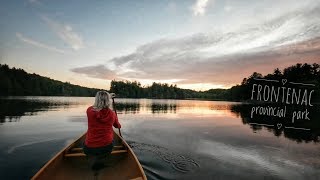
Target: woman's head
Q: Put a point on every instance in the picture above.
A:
(102, 100)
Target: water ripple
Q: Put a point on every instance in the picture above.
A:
(178, 162)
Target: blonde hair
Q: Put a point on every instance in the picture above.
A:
(102, 100)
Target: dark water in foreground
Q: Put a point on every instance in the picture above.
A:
(173, 139)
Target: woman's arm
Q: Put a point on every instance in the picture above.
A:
(116, 123)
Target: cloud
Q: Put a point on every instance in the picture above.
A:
(98, 71)
(33, 1)
(66, 33)
(224, 58)
(38, 44)
(199, 7)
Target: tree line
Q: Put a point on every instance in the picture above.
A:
(17, 82)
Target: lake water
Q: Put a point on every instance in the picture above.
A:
(173, 139)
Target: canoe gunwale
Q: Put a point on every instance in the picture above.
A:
(67, 149)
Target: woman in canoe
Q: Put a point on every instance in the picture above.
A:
(99, 139)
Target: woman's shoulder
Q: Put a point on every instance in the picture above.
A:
(90, 108)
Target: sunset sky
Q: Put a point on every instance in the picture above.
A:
(196, 44)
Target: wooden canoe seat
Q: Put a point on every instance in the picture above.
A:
(82, 154)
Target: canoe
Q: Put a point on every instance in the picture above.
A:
(72, 163)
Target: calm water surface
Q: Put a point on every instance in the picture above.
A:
(173, 139)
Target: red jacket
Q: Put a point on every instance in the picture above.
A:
(100, 131)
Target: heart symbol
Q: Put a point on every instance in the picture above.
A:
(284, 81)
(279, 125)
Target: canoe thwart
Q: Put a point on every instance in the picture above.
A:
(82, 154)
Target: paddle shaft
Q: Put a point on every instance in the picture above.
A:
(115, 110)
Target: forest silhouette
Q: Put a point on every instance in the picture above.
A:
(17, 82)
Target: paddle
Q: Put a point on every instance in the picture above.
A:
(115, 110)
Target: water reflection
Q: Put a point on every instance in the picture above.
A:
(12, 109)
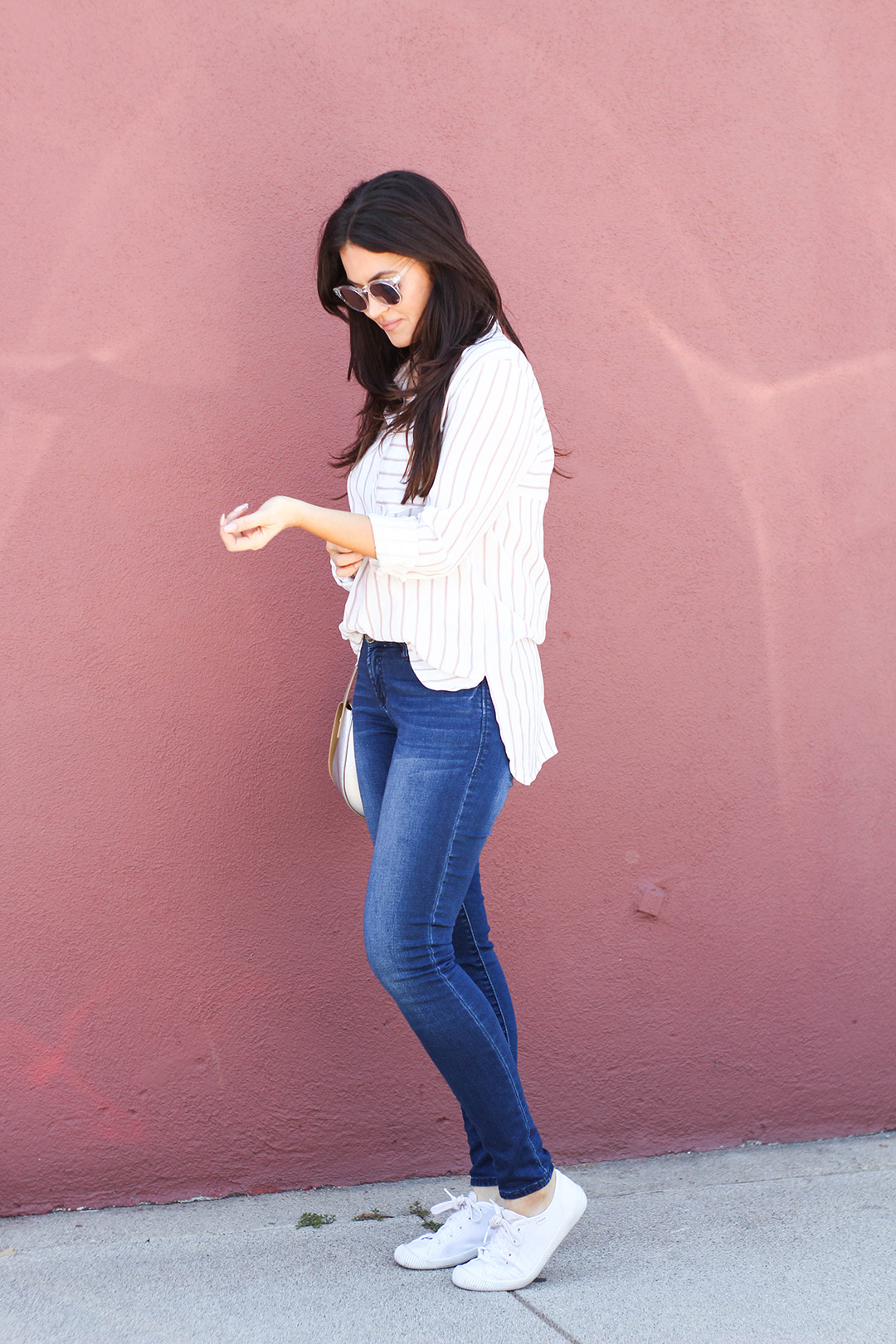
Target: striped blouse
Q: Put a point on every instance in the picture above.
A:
(460, 577)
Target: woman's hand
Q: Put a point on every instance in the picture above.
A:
(251, 531)
(347, 562)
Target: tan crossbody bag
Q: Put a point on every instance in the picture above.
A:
(342, 752)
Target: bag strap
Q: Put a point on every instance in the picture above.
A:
(353, 679)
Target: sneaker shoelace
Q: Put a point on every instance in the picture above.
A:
(505, 1234)
(455, 1205)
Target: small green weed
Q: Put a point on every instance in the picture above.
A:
(431, 1226)
(316, 1220)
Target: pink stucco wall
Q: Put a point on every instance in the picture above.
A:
(691, 210)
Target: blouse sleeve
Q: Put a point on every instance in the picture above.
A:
(343, 582)
(488, 446)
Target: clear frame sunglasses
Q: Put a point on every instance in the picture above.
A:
(384, 290)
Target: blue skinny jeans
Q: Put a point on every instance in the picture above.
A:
(434, 774)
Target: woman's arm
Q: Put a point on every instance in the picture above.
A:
(351, 533)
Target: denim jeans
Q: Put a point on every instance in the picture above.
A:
(434, 774)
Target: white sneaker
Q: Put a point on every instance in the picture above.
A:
(520, 1248)
(457, 1239)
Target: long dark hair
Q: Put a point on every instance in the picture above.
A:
(407, 214)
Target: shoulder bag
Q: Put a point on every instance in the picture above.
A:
(342, 752)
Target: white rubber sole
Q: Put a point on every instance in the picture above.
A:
(468, 1277)
(409, 1259)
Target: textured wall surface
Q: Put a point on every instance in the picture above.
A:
(691, 210)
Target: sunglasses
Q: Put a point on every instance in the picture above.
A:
(384, 290)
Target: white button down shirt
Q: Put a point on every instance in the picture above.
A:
(460, 577)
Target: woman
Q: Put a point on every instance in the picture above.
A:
(448, 594)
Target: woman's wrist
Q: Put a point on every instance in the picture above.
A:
(296, 511)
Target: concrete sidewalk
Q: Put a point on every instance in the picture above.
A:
(786, 1244)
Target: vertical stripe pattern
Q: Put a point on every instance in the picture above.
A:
(460, 577)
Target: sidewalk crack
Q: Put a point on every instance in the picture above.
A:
(547, 1320)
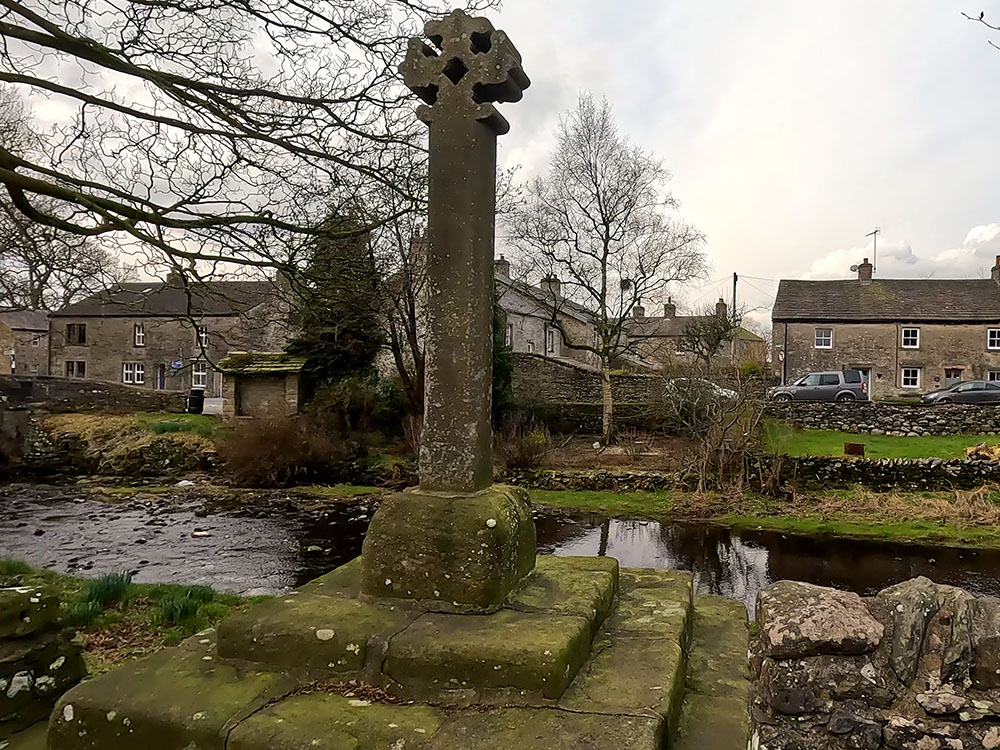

---*---

— What is being asked —
Return all of the data above line for line, with no changes, and leave out the pictures.

— Response —
Target: woman's head
Q: Put a point on every instance in the picture above.
A:
(102, 100)
Target: water ripple
Q: Put a point on every instance in the picture above.
A:
(178, 162)
Target: blonde hair
Q: Put a point on every instance in the picture above.
A:
(102, 100)
Target: dark water in foreground
Q: Put a point on every instance in the picture above.
A:
(173, 139)
Target: woman's arm
Q: Put a point on every instance in the picture above.
A:
(116, 123)
Target: cloud
Q: Put a point on every instance in the picture above.
A:
(98, 71)
(33, 1)
(66, 33)
(224, 58)
(38, 44)
(199, 7)
Target: tree line
Q: Put a point on every instance in the picture above.
A:
(17, 82)
Target: lake water
Q: Put a point on every instance in the picture above.
A:
(173, 139)
Target: canoe gunwale
Q: Put a point on every instance in the picture above.
A:
(67, 149)
Target: woman in canoe
Q: Put a point on every instance in the picture above.
A:
(99, 139)
Target: woman's shoulder
Q: Put a point on every instance in the picture above.
A:
(90, 108)
Target: sunset sky
Q: Put a point on every instance in the picture above.
A:
(196, 44)
Target: wooden canoe seat
Q: Put a point on every instance in the picture above.
A:
(82, 154)
Target: canoe
Q: Put a point on every instance in the picture above.
A:
(72, 163)
Target: calm water surface
Q: Put a point on every instance in the picture above.
A:
(173, 139)
Target: red jacket
Q: Put a point on every instance in the picture above.
A:
(100, 131)
Target: heart symbol
Q: Put a point on every instance in the picture above.
A:
(284, 81)
(279, 125)
Target: canoe thwart
Q: Put a point on every instance in the picture above.
A:
(82, 154)
Target: paddle shaft
Q: Put a point on every instance in the picture above.
A:
(115, 110)
Target: forest silhouette
Q: Put a point on every instance in the picture above.
A:
(17, 82)
Target: paddle
Q: Put a point on every instance in the picture above.
A:
(115, 110)
Target: water reflection
Q: Put a point on every instance in the picture above.
A:
(12, 109)
Target: striped blouse
Q: Put a point on every instance in the picture above.
A:
(460, 577)
Target: woman's hand
Q: Put a point on every instance in the picture above.
A:
(251, 531)
(347, 562)
Target: tan crossbody bag
Q: Put a point on every instance in the picture above.
A:
(342, 752)
Target: bag strap
Q: Put a point on every instance in the picture above.
A:
(353, 679)
Target: sneaker shoelace
Q: Put a point on every instance in the picture above.
A:
(505, 1234)
(455, 1205)
Target: small green weed
Q: Put a point on every instance in the picture above.
A:
(431, 1226)
(316, 1220)
Target: pink stucco wall
Q: Put a point on every instance in the picture above.
A:
(691, 210)
Target: blouse sleeve
Q: Put a point on every instance in the picture above.
A:
(343, 582)
(488, 446)
Target: clear frame sunglasses
Q: Put a point on every instance in the picture above.
A:
(384, 290)
Target: blue skinny jeans
Q: Put a point on every instance in the picture above.
A:
(434, 774)
Target: woman's arm
Q: Put a point on every instance in the picture above.
A:
(351, 533)
Target: denim jeans
Q: Put a point on every instance in the picture above.
A:
(434, 774)
Target: white sneaker
Q: Put a point on every instance in the picture above.
A:
(520, 1248)
(457, 1239)
Target: long dark hair
Q: Put a point on every instance in the picture above.
A:
(407, 214)
Target: shoulder bag
Q: Put a point on every instance in the picture above.
A:
(342, 752)
Target: white rubber sole
Q: Put a point on every instance in the picture above.
A:
(468, 1277)
(409, 1259)
Target: textured wall surface
Q: Put a point on every instance in the picture above.
A:
(691, 210)
Target: sunglasses
Q: Put a point on every instance in the picture above.
A:
(384, 290)
Target: white button down shirt
Q: Put a point on every instance in the picture above.
A:
(460, 577)
Target: woman
Q: Put a point on every instance in the picture above.
A:
(448, 594)
Target: woman's wrist
Q: Put a point on every instance in the picture above.
A:
(296, 511)
Target: concrete sidewalk
Q: Put a point on every instance in the picture above.
A:
(786, 1244)
Target: vertical stripe pattern
Q: Put a point on every instance in the picture above.
A:
(460, 577)
Target: sidewalk crack
Q: Put a point on every instance in the picture above.
A:
(547, 1320)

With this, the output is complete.